La aparición de una novela de Borges es sin duda un hito importante en las letras contemporáneas; es, por lo demás, un hecho conmovedor, tanto por lo que significa que a los ochenta y cinco años dé a luz una obra de un género que nunca había ensayado -o, cuando menos, si lo había hecho, nunca había expuesto los resultados- como por aquello, más personal pero cierto, que sucede al encontrarse con algo que uno siempre deseó pero a lo que nunca se animó a conferirle posibilidades de existencia (no sé a qué ocultos mecanismos neuróticos responda ese deseo de poseer lo que uno sabe de antemano que ni siquiera existirá...aunque esta vez existió).
La veloz y voraz lectura de El nombre, esta breve novela de poco más de doscientas páginas, no me permitirá más que unas superficiales reflexiones que, ojalá, puedan servir a título de presentación.
Tiempo hay, y esta obra lo exige, para una lectura más profunda y un análisis más riguroso.
"No soy un novelista", había dicho Borges en su memorable ensayo sobre Hawthorne. Y, en el mismo ensayo, había marcado algunas de las diferencias que alejan al novelista del cuentista: "Hawthorne primero imaginaba, acaso involuntariamente, una situación, y buscaba después caracteres que la encarnaran. No soy un novelista, pero sospecho que ningún novelista ha procedido así: “Creo que Schomberg es real”, escribió Joseph Conrad de uno de los personajes más memorables de su novela Victory, y eso podría honestamente afirmar cualquier novelista de cualquier personaje."
Y antes había dicho Borges: "Algo más grave que las duplicaciones y el panteísmo se advierte en los bosquejos, algo más grave para un hombre que aspira a novelista, quiero decir."

Datos extraídos de una colección
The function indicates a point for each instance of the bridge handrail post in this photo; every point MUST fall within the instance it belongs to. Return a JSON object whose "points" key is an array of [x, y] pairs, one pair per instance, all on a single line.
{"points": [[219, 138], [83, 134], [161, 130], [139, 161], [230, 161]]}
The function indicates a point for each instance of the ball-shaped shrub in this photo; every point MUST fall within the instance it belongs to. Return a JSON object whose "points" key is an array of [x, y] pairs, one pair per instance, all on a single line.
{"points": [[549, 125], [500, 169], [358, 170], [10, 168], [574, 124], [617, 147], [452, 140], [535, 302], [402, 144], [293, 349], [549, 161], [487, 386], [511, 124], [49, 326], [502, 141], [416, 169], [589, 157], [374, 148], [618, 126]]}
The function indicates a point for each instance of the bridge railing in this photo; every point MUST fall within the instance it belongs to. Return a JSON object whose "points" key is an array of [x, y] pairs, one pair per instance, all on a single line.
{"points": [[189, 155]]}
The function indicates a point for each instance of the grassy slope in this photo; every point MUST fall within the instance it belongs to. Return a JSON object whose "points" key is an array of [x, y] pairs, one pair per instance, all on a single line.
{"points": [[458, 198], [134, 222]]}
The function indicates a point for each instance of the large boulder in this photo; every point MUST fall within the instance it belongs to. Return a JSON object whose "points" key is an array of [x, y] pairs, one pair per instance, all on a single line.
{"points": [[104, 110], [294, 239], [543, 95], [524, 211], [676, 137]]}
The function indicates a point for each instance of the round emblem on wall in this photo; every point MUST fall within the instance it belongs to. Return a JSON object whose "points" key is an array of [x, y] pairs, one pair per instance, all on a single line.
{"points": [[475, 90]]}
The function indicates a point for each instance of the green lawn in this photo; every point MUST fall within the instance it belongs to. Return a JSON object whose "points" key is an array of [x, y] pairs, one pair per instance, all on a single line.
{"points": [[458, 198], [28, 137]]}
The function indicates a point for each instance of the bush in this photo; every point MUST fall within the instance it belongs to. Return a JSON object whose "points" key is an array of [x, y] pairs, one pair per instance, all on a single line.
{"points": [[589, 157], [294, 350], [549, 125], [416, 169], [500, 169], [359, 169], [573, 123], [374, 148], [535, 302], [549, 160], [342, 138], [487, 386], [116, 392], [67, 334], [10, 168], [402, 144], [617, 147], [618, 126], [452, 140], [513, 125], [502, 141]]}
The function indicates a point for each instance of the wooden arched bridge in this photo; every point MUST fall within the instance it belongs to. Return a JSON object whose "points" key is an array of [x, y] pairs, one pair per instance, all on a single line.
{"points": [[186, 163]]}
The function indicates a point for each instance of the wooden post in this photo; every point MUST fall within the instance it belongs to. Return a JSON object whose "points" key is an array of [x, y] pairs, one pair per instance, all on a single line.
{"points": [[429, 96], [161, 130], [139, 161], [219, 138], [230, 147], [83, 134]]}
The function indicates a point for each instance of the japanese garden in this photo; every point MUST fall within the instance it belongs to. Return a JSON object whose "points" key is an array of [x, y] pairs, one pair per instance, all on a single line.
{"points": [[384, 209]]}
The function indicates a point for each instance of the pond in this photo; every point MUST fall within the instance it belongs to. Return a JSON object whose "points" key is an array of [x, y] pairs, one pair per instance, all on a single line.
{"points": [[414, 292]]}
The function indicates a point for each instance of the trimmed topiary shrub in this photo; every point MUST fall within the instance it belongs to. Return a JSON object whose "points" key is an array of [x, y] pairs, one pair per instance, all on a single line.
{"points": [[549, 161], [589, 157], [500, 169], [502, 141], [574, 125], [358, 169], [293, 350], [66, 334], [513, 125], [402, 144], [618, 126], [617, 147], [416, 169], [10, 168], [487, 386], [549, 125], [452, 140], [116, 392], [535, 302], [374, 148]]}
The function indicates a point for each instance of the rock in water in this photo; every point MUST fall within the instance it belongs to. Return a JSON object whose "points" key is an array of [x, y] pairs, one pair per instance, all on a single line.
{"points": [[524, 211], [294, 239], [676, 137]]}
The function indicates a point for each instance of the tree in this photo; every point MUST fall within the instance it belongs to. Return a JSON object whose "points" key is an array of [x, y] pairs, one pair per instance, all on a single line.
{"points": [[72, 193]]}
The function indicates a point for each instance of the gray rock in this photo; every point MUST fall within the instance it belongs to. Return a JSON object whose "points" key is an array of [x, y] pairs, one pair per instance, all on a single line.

• _PROBLEMA BREVE_:
Escribe la continuación del fragmento sobre la novela de Borges, empezando después de su última oración. Las entradas son material aparte, sin relación con el fragmento.

• _RESULTADO_:
Y qué pasa con Borges cuando escribe una novela?
¿Qué pasa con Borges que, precisamente, hizo de toda su obra una duplicación, y en donde cada frase está impregnada de panteísmo?
¿Que en todos sus cuentos creó situaciones magníficas, tan magníficas que apenas si detrás de ellas se puede observar algún personaje en el sentido en que él lo señala?
El nombre disipa esas dudas; quizá sea la primera novela en la que la relación personaje/situación no sufre un corrimiento en beneficio de ninguno de los dos términos.
Tanto María Clementina Bentos como O`Connors, como la baronesa de Bacourt, son lo que la vieja crítica llamaría personajes redondos; pero, a la vez, el incesto, el homicidio y su perfecto desenlace geométrico, son indudables.
Y, por encima de esa coexistencia de personajes y situaciones, como para terminar de desmentir aquello que él mismo había señalado, la novela está recorrida por un hilo panteísta que la organiza y estructura, construida sobre un innegable trasfondo ético que reafirma las ya conocidas ideas de Borges en ese sentido.
Es posible, sin esforzarse demasiado, encontrar todo el pensamiento de Borges en estas páginas -como, quizá, y para serle fiel a él, es posible encontrarlo en cada línea-: por ello no es casual el título: El nombre.
No es casual, no sólo por su presencia en el desenlace de la novela, presencia sobre la cual no me explayaré para no quitar a los lectores el gusto de descubrirla por sí mismos. No es casual porque ese título sintetiza inquietudes ya casi centenarias del escritor argentino: el nombre, en el sentido que rescata de Platón; pero también el nombre de los cabalistas, el nombre, el único, el innombrable y que, como era de prever, aquí permanece silencioso.
El espíritu panteísta de Borges invade todo el texto, pero no lo asfixia. Lo invade, por ejemplo, al establecer relaciones con sus otros textos: la ya citada baronesa de Bacourt, por ejemplo, fue, en Pierre Menard, autor del Quijote, la destinataria de "un ciclo de admirables sonetos" que corresponderían a la letra r del catálogo de "la obra visible" de Menard. Ahora, instalada en Buenos Aires, quince años antes de que, en 1934, fuera musa del "simbolista de Nîmes", la baronesa participa en la construcción de una obra que no en poco se emparenta con aquellos cuentos de Ficciones.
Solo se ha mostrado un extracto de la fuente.